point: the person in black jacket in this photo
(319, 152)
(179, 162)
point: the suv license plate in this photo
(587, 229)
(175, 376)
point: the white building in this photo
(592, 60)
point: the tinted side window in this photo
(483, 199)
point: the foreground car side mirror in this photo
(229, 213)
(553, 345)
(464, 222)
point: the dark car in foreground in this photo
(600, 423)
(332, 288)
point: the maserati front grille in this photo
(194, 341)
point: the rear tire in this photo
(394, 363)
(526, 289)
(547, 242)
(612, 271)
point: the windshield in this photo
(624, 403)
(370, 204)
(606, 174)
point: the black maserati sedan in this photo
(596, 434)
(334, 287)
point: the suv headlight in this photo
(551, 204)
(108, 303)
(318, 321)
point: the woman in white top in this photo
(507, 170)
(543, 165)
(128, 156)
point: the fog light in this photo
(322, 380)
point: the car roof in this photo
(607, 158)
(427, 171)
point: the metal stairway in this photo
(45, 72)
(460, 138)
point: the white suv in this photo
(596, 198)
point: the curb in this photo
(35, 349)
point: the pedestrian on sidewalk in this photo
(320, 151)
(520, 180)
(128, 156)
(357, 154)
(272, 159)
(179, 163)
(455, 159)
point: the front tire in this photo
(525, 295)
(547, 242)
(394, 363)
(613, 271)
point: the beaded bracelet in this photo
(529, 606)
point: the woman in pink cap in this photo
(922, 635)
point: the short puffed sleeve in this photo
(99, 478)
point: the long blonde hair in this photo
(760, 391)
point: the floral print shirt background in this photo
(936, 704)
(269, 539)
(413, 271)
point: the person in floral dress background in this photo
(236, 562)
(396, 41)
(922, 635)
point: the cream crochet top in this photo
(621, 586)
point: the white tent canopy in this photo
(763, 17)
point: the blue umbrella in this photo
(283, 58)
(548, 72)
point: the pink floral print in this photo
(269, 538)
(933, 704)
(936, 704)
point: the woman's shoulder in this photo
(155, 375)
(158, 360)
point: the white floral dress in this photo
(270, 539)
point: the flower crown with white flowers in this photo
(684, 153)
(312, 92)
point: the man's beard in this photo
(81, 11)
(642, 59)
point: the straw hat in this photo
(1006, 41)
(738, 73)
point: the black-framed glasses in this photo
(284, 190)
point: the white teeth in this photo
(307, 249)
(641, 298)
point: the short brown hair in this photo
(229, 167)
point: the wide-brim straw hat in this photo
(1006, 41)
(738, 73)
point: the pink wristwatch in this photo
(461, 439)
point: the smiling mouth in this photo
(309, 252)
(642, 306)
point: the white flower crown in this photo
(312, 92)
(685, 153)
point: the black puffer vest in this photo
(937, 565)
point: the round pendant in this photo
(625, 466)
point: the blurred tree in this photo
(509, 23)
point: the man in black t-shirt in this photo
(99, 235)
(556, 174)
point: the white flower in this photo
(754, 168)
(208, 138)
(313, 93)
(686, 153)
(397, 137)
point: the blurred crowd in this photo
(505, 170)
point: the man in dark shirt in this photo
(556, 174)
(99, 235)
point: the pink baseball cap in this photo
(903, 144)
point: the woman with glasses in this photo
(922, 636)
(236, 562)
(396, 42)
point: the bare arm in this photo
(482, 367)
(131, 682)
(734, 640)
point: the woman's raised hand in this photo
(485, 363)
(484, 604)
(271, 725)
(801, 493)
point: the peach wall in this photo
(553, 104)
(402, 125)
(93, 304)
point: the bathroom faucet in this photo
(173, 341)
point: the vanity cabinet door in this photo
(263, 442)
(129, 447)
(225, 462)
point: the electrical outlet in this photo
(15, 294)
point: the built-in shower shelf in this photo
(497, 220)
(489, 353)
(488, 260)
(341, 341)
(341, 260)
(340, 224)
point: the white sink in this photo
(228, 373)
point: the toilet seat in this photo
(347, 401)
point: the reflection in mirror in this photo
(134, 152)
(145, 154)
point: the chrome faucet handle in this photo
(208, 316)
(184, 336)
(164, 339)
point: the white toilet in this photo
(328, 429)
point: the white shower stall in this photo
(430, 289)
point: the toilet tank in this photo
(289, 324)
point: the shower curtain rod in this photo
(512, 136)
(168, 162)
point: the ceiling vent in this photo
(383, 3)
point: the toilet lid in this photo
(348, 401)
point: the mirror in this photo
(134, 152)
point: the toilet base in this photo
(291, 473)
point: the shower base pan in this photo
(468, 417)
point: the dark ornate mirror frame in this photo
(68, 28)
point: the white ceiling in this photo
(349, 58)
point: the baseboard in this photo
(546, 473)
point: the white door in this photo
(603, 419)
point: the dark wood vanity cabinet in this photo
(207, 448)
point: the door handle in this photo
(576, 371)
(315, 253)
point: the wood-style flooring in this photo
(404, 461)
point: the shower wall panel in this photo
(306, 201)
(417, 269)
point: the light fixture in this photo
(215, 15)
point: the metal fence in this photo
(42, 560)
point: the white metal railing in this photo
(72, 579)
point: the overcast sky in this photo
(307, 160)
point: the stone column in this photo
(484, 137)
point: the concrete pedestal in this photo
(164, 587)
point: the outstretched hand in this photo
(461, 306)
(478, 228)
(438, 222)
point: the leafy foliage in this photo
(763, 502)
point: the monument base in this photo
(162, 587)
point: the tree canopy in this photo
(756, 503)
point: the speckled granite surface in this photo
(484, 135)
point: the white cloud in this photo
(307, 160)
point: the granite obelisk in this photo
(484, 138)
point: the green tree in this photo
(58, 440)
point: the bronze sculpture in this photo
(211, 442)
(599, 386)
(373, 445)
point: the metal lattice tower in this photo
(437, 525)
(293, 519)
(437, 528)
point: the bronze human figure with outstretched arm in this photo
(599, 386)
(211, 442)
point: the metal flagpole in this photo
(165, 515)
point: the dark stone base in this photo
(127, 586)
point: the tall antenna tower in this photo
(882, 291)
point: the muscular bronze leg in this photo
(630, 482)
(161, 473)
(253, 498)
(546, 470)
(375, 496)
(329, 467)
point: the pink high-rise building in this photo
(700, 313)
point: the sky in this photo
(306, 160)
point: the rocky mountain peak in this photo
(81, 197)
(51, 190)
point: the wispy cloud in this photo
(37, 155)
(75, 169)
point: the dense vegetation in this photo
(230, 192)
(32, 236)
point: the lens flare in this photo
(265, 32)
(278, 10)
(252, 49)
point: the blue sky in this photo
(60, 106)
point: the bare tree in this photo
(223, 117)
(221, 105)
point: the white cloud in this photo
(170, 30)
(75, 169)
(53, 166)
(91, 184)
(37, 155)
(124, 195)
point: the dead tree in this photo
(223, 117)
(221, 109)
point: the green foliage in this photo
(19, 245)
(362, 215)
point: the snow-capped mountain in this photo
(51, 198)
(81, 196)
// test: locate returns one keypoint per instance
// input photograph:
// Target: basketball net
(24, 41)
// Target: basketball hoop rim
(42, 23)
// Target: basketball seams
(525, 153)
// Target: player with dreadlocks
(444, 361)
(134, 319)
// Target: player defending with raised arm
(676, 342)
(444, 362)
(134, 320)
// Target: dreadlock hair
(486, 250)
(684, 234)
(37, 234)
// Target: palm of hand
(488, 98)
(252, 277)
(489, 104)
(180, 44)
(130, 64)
= = = = =
Output the listing above exactly as it appears.

point: the person in black jacket in this photo
(319, 152)
(179, 162)
point: the suv license plate in this photo
(587, 229)
(175, 376)
point: the white building in this photo
(592, 60)
point: the tinted side window in this photo
(483, 199)
point: the foreground car side mirror in this photo
(229, 213)
(553, 345)
(464, 222)
point: the dark car in foreground in this photo
(600, 423)
(332, 288)
point: the maserati front grille in this photo
(194, 341)
point: the rear tire in this photo
(394, 363)
(526, 289)
(547, 242)
(612, 271)
point: the windshield in this photo
(624, 403)
(370, 204)
(606, 174)
point: the black maserati sedan in this photo
(596, 434)
(334, 287)
point: the suv headlight in this photo
(551, 204)
(108, 303)
(318, 321)
point: the woman in white top in this photo
(507, 170)
(543, 165)
(128, 156)
point: the fog light in this photo
(322, 380)
point: the car roof in this photo
(607, 158)
(427, 171)
point: the metal stairway in this photo
(45, 72)
(460, 138)
point: the white suv in this photo
(596, 198)
point: the curb in this photo
(35, 349)
point: the pedestrian on sidewalk in this photo
(320, 151)
(520, 180)
(128, 156)
(357, 154)
(272, 159)
(179, 163)
(455, 159)
point: the front tire in this photo
(525, 295)
(547, 242)
(394, 363)
(613, 271)
point: the beaded bracelet in this photo
(529, 606)
point: the woman in pink cap in this photo
(922, 635)
point: the short puffed sleeve in this photo
(99, 478)
point: the long blonde hair in this photo
(760, 391)
point: the floral print shirt background in this photo
(936, 704)
(269, 539)
(413, 271)
point: the person in floral dress background in this photo
(236, 562)
(396, 41)
(922, 635)
point: the cream crochet top in this photo
(621, 586)
point: the white tent canopy in this photo
(763, 17)
point: the blue umbrella in this photo
(283, 58)
(548, 72)
point: the pink floral print in this photo
(269, 538)
(933, 704)
(936, 704)
point: the woman's shoulder in this photo
(155, 375)
(158, 360)
point: the white floral dress in this photo
(270, 539)
point: the flower crown with white flowers in this photo
(684, 153)
(312, 92)
point: the man's beard in this photo
(81, 11)
(642, 59)
point: the straw hat in this photo
(1006, 41)
(738, 73)
point: the black-framed glasses in this photo
(284, 190)
point: the white teeth in this photo
(307, 249)
(641, 298)
point: the short brown hair in this photo
(229, 167)
point: the wide-brim straw hat in this photo
(1006, 41)
(738, 73)
point: the pink wristwatch in this photo
(461, 439)
point: the smiling mouth in this photo
(309, 252)
(642, 306)
point: the white flower crown in this photo
(312, 92)
(685, 153)
point: the black puffer vest in this photo
(937, 565)
point: the round pendant in this photo
(625, 466)
point: the blurred tree in this photo
(509, 23)
point: the man in black t-shirt in this photo
(99, 235)
(556, 174)
point: the white flower in this photo
(754, 168)
(208, 138)
(313, 93)
(686, 153)
(397, 137)
point: the blurred crowd in this photo
(505, 170)
point: the man in dark shirt in this photo
(556, 174)
(99, 235)
point: the pink baseball cap in this photo
(903, 144)
point: the woman with glasses in this photo
(922, 636)
(236, 562)
(396, 42)
point: the bare arm in this photo
(482, 367)
(131, 682)
(734, 640)
point: the woman's raised hand in this photo
(485, 363)
(484, 604)
(271, 725)
(801, 493)
point: the peach wall in this photo
(553, 104)
(402, 125)
(93, 304)
point: the bathroom faucet in this photo
(173, 341)
point: the vanity cabinet door in this photo
(263, 442)
(129, 447)
(225, 462)
point: the electrical outlet in this photo
(15, 294)
point: the built-in shower shelf in this photo
(497, 220)
(489, 353)
(488, 260)
(341, 341)
(341, 260)
(340, 224)
point: the white sink in this photo
(228, 373)
point: the toilet seat in this photo
(347, 401)
point: the reflection in mirror in this photo
(134, 152)
(145, 154)
point: the chrome faucet handle in this photo
(208, 316)
(184, 336)
(164, 339)
point: the white toilet in this photo
(328, 429)
point: the white shower stall in this photo
(430, 289)
point: the toilet tank in this photo
(289, 324)
point: the shower curtain rod in this photo
(512, 136)
(168, 162)
point: the ceiling vent in this photo
(383, 3)
point: the toilet lid in this photo
(348, 401)
point: the mirror in this photo
(134, 152)
point: the toilet base in this photo
(291, 473)
point: the shower base pan in this photo
(468, 417)
point: the dark ornate mirror frame in this photo
(68, 28)
point: the white ceiling in this photo
(349, 58)
point: the baseboard in this photo
(546, 473)
point: the white door in this photo
(603, 419)
point: the dark wood vanity cabinet in this photo
(207, 448)
point: the door handle in this photo
(576, 371)
(315, 253)
point: the wood-style flooring in this photo
(404, 461)
point: the shower wall panel in this photo
(306, 201)
(417, 269)
point: the light fixture in this photo
(215, 15)
point: the metal fence in this photo
(42, 560)
point: the white metal railing in this photo
(72, 579)
point: the overcast sky in this photo
(307, 160)
point: the stone column in this photo
(484, 137)
point: the concrete pedestal in this photo
(164, 587)
point: the outstretched hand in this photo
(461, 306)
(478, 228)
(438, 222)
point: the leafy foliage in this photo
(763, 502)
point: the monument base in this photo
(162, 587)
point: the tree canopy in this photo
(756, 503)
point: the speckled granite surface in this photo
(484, 135)
point: the white cloud in this photo
(307, 160)
point: the granite obelisk in this photo
(484, 138)
point: the green tree in this photo
(58, 440)
point: the bronze sculpture in this photo
(211, 442)
(599, 386)
(373, 445)
point: the metal lattice tower in this photo
(437, 525)
(293, 519)
(437, 528)
point: the bronze human figure with outstretched arm in this photo
(599, 386)
(211, 442)
point: the metal flagpole in this photo
(165, 515)
point: the dark stone base in this photo
(127, 586)
point: the tall antenna tower in this photo
(882, 291)
point: the muscular bronze leg in this photo
(630, 482)
(161, 473)
(253, 498)
(546, 470)
(375, 496)
(329, 467)
point: the pink high-rise building in this photo
(700, 313)
point: the sky in this photo
(306, 160)
point: the rocky mountain peak in this photo
(81, 197)
(51, 190)
point: the wispy cloud in this photo
(37, 155)
(75, 169)
point: the dense vegetation in this photo
(230, 192)
(32, 236)
point: the lens flare in this photo
(265, 32)
(278, 10)
(252, 49)
point: the blue sky in this photo
(60, 106)
point: the bare tree in this photo
(223, 117)
(221, 105)
point: the white cloud in this photo
(170, 30)
(75, 169)
(53, 166)
(91, 184)
(37, 155)
(124, 195)
point: the dead tree in this photo
(223, 117)
(221, 109)
point: the green foliage in this photo
(19, 245)
(362, 215)
point: the snow-capped mountain in this photo
(51, 198)
(81, 196)
// test: locate returns one keypoint per instance
// input photograph:
// Target: basketball net
(24, 41)
// Target: basketball hoop rim
(42, 23)
// Target: basketball seams
(525, 153)
// Target: player with dreadlocks
(444, 361)
(134, 319)
// Target: player defending with raised arm
(676, 342)
(444, 362)
(134, 320)
// Target: dreadlock hair
(486, 250)
(684, 234)
(37, 234)
// Target: palm of hand
(488, 98)
(252, 277)
(489, 104)
(180, 44)
(130, 64)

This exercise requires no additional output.